**Source:**
—————

A very minor nit: Julia is a compiled language, but it has an unusual model where it compiles functions the first time they're used. This is why highly-optimized Julia can have pretty extreme performance.

> I would say the performance is overstated by the community but out of the box it is good enough to avoid languages like C/C++ to build solutions.

For about a year we had a 2-hour problem in our hiring pipeline where the main goal was to write the fastest code possible to do a task, and the best 2 solutions were in Julia. C++ was a close third, and Rust after that.

2 comments

I would not call that very unusual, even Lisp and Dartmouth BASIC used such approach, BASIC only got the fame of being interpreted when the compiler was thrown away to fit the language with 8 bit home computers ROMs.

Or anyone living in any JIT ecosystem for that matter, when it actually kicks off is an implementation detail, and some ecosystems even have configuration options.

> A very minor nit: Julia is a compiled language

Caught. Should have just listed the usual suspects (C, C++, maybe Rust nowadays?).

> and the best 2 solutions were in Julia. C++ was a close third, and Rust after that.

Awesome. Which type of problem was this, if you can share?

It was roughly "given this dataset with 100 time series, write code to calculate these statistics as performantly as possible. Make one single-threaded version and one using 4 cores."

The C++ versions were around ~250 lines long, and the developers generally only had time to try one approach. While the Julia versions were around ~80 lines long, and the developers had time to try several approaches. I'm sure the best theoretically possible C++ version is faster than the best Julia version, but given that we're always working with time constraints, the performance per developer hour in Julia tends to be really good in my experience.

—————

**Data entries:**
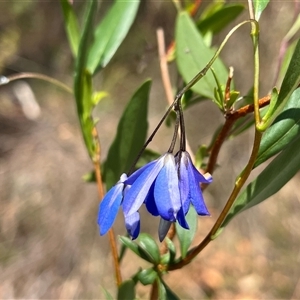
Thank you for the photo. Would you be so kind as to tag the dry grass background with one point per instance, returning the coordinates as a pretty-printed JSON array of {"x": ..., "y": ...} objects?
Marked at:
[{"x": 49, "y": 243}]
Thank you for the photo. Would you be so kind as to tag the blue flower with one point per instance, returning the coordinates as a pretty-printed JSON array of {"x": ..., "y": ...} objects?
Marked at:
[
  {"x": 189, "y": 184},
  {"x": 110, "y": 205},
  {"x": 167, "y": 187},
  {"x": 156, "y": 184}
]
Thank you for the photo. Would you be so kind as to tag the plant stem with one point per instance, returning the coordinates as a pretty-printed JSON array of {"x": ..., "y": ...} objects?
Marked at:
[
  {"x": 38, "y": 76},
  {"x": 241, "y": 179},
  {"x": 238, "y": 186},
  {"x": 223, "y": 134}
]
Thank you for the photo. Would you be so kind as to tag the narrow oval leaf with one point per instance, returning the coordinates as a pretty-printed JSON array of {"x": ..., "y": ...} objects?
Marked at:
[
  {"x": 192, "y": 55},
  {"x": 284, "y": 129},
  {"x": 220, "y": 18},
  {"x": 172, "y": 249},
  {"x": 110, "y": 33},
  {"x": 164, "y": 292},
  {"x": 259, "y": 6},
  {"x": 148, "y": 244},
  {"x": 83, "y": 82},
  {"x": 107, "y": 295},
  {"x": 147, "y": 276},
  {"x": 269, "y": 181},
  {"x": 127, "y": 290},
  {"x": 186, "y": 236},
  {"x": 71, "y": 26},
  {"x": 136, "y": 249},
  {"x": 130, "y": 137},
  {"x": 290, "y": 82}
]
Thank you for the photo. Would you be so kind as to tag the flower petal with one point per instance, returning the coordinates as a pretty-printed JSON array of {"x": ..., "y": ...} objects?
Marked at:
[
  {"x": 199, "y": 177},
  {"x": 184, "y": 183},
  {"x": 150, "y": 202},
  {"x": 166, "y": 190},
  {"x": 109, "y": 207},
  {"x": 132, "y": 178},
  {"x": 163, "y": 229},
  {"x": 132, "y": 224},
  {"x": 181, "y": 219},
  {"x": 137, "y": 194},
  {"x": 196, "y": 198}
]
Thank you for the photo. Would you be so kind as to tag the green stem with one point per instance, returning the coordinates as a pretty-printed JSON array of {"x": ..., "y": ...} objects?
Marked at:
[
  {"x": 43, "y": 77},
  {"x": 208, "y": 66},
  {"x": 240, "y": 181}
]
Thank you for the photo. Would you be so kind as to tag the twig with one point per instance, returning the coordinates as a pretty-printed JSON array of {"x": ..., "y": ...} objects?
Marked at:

—————

**Your tasks:**
a – According to the Julia discussion, how long was the problem in the hiring pipeline?
b – Rewrite everything in the Julia discussion from "A very minor nit: Julia is a compiled language, but" down to "home computers ROMs.", putting "interview process" in place of "hiring pipeline".
The material has nothing to do with the Julia discussion.

**Exercise responses:**
a – It was a 2-hour problem.

b –
A very minor nit: Julia is a compiled language, but it has an unusual model where it compiles functions the first time they're used. This is why highly-optimized Julia can have pretty extreme performance.

> I would say the performance is overstated by the community but out of the box it is good enough to avoid languages like C/C++ to build solutions.

For about a year we had a 2-hour problem in our interview process where the main goal was to write the fastest code possible to do a task, and the best 2 solutions were in Julia. C++ was a close third, and Rust after that.

2 comments

I would not call that very unusual, even Lisp and Dartmouth BASIC used such approach, BASIC only got the fame of being interpreted when the compiler was thrown away to fit the language with 8 bit home computers ROMs.